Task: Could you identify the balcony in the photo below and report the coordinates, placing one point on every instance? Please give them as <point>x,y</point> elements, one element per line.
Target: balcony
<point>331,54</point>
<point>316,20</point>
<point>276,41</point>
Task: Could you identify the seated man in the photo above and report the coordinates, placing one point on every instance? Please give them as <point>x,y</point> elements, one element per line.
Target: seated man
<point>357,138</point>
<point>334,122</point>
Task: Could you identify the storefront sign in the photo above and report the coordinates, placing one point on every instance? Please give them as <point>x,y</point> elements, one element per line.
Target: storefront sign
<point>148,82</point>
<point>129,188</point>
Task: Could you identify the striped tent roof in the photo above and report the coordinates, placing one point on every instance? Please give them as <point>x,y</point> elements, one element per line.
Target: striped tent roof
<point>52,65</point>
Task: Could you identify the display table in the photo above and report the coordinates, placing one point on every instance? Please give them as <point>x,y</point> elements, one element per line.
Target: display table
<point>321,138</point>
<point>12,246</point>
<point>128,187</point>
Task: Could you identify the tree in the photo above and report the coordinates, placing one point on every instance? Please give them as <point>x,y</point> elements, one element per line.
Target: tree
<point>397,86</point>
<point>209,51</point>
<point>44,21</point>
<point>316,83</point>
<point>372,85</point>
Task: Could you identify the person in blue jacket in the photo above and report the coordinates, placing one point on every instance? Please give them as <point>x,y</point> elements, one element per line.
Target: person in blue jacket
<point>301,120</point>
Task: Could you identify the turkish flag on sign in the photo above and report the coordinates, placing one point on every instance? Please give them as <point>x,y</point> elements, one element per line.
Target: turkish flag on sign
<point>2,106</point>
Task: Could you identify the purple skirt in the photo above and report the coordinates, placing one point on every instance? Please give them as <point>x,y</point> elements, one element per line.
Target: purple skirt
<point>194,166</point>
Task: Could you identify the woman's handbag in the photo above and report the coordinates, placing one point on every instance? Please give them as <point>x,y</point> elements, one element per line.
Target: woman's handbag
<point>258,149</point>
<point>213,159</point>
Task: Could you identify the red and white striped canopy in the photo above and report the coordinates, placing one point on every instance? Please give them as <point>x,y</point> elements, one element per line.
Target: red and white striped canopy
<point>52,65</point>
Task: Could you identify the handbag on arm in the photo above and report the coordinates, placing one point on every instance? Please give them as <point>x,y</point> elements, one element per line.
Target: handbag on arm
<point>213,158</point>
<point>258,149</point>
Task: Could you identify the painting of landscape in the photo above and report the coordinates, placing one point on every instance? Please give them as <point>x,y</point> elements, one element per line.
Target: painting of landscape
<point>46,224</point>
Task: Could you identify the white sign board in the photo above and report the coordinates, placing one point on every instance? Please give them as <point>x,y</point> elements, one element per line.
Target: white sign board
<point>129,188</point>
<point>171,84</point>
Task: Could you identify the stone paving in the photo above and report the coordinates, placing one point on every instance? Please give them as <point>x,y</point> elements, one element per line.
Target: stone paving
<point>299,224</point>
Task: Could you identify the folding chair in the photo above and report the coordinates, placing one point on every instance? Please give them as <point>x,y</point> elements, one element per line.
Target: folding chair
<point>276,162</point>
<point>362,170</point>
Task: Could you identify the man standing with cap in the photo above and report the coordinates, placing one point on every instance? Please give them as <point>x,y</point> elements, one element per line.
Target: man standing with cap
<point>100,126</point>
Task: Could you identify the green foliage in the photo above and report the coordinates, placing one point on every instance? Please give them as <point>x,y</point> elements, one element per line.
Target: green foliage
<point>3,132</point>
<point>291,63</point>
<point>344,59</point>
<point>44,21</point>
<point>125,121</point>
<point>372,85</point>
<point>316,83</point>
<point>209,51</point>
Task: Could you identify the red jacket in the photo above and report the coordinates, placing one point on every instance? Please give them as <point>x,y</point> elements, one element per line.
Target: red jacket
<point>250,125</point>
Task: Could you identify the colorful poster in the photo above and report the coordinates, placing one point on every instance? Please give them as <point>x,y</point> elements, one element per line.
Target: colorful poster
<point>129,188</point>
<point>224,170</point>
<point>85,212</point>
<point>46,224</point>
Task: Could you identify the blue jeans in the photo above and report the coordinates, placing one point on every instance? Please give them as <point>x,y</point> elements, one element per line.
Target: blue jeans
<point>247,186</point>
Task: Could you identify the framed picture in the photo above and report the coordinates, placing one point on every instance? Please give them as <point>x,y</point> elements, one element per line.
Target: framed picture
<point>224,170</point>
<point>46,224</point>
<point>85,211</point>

**THE REQUEST**. Set down all of the records shown above once more, exactly.

**SOLUTION TO THE EXERCISE**.
Task: Could you identify the balcony in the photo below and report the coordinates, placing one point on every instance? Please give them as <point>x,y</point> elements, one element per line.
Target: balcony
<point>331,54</point>
<point>316,20</point>
<point>276,41</point>
Task: Could you identify the seated man in the photo above and report the coordinates, placing one point on every instance? Please give them as <point>x,y</point> elements, one element per line.
Target: seated man
<point>357,138</point>
<point>334,122</point>
Task: Could you identify the storefront sign in the photo above and report the coordinates, placing one point on every instance? Please give them as <point>x,y</point> elements, one element per line.
Target: storefront sign
<point>148,82</point>
<point>129,188</point>
Task: Could you identify the striped tent roof in the photo above and report the coordinates, placing one point on every instance? Please give them as <point>x,y</point> elements, one element per line.
Target: striped tent roof
<point>52,65</point>
Task: Could you identify the display table in the photo above and report the coordinates, placing one point on every instance? Please give them as <point>x,y</point> elements, one element per line.
Target: display table
<point>321,138</point>
<point>12,246</point>
<point>128,187</point>
Task: Could you identify the tree in the photo above and report the coordinates, placing one point on every instance? Please give them as <point>x,y</point> elements, one element per line.
Target: tree
<point>397,86</point>
<point>209,51</point>
<point>44,21</point>
<point>316,83</point>
<point>372,85</point>
Task: Could you identify the person in blue jacket in the photo above and report the coordinates, placing one point on every instance? Please give them as <point>x,y</point> elements, one element per line.
Target: person in blue jacket
<point>301,120</point>
Task: Could you identify the turkish flag on sign in the photo above and report the coordinates, placing one point on every instance? Please give them as <point>x,y</point> elements, one element per line.
Target: turkish flag on sign
<point>2,106</point>
Task: Could you identify the purple skirt in the photo above and report the coordinates, placing one point on every instance? Please give them as <point>x,y</point> elements, one element per line.
Target: purple skirt
<point>194,166</point>
Task: Could you identify the woman's handbag in the photo above and report the coordinates, placing one point on every instance? Please give them as <point>x,y</point> elements, one element per line.
Target: woman's handbag
<point>258,149</point>
<point>213,159</point>
Task: Could you identify the red and white striped canopy in the photo above and report the coordinates, placing one point on every instance? Please give them as <point>x,y</point> elements, one element per line.
Target: red and white striped canopy
<point>52,65</point>
Task: Could you identify the handbag on arm in the photo above and report the coordinates, placing one point on every instance? Please give them as <point>x,y</point> elements, one element per line.
Target: handbag on arm
<point>213,158</point>
<point>258,149</point>
Task: Could you identify the painting of landscape in the photo above and report the coordinates, placing one point on every instance? Please give them as <point>x,y</point> elements, one element per line.
Target: painting of landscape
<point>46,224</point>
Task: Could you identify the white sign board in the photo above and report the coordinates, placing one point on every instance? Please give them as <point>x,y</point> elements, one element per line.
Target: white sign board
<point>129,188</point>
<point>171,84</point>
Task: Could you identify the stone paving in the photo above and report the coordinates, placing one point on every instance? Please give them as <point>x,y</point> elements, one element per line.
Target: stone paving
<point>299,224</point>
Task: Could you identify the folding chair in the photo above and report the coordinates, placing one point on every instance? Please give them as <point>x,y</point> elements, one element per line.
Target: folding chair
<point>276,162</point>
<point>362,170</point>
Task: Could you identify the man standing with cap in the photo above and report the coordinates, placing one point on every instance? Please give them as <point>x,y</point> elements, one element per line.
Target: man standing with cap
<point>100,126</point>
Task: Could you identify the green foliage in the photo above and report the coordinates, placing one point on every instance? Please give them as <point>x,y</point> elements, one element per line.
Target: green foliage
<point>3,132</point>
<point>291,63</point>
<point>344,59</point>
<point>44,21</point>
<point>125,121</point>
<point>372,85</point>
<point>316,83</point>
<point>209,51</point>
Task: Could you identify the red jacket in the photo above and report the coordinates, placing one point on every instance? Please give them as <point>x,y</point> elements, one element per line.
Target: red jacket
<point>250,125</point>
Task: Could you identify the colorful poster in the photo above and report the coordinates, placing one point on every instance? Please give them as <point>x,y</point> elements, one element per line.
Target: colorful poster
<point>129,188</point>
<point>224,170</point>
<point>85,212</point>
<point>46,224</point>
Task: Could you identify the blue jeans in the photo above and report the coordinates, placing one point on every instance? Please give them as <point>x,y</point> elements, one element per line.
Target: blue jeans
<point>247,186</point>
Task: Could you identify the framed picture in the photo above and report the coordinates, placing one point on every instance? Please give them as <point>x,y</point> elements, one element per line.
Target: framed picture
<point>224,170</point>
<point>46,224</point>
<point>85,211</point>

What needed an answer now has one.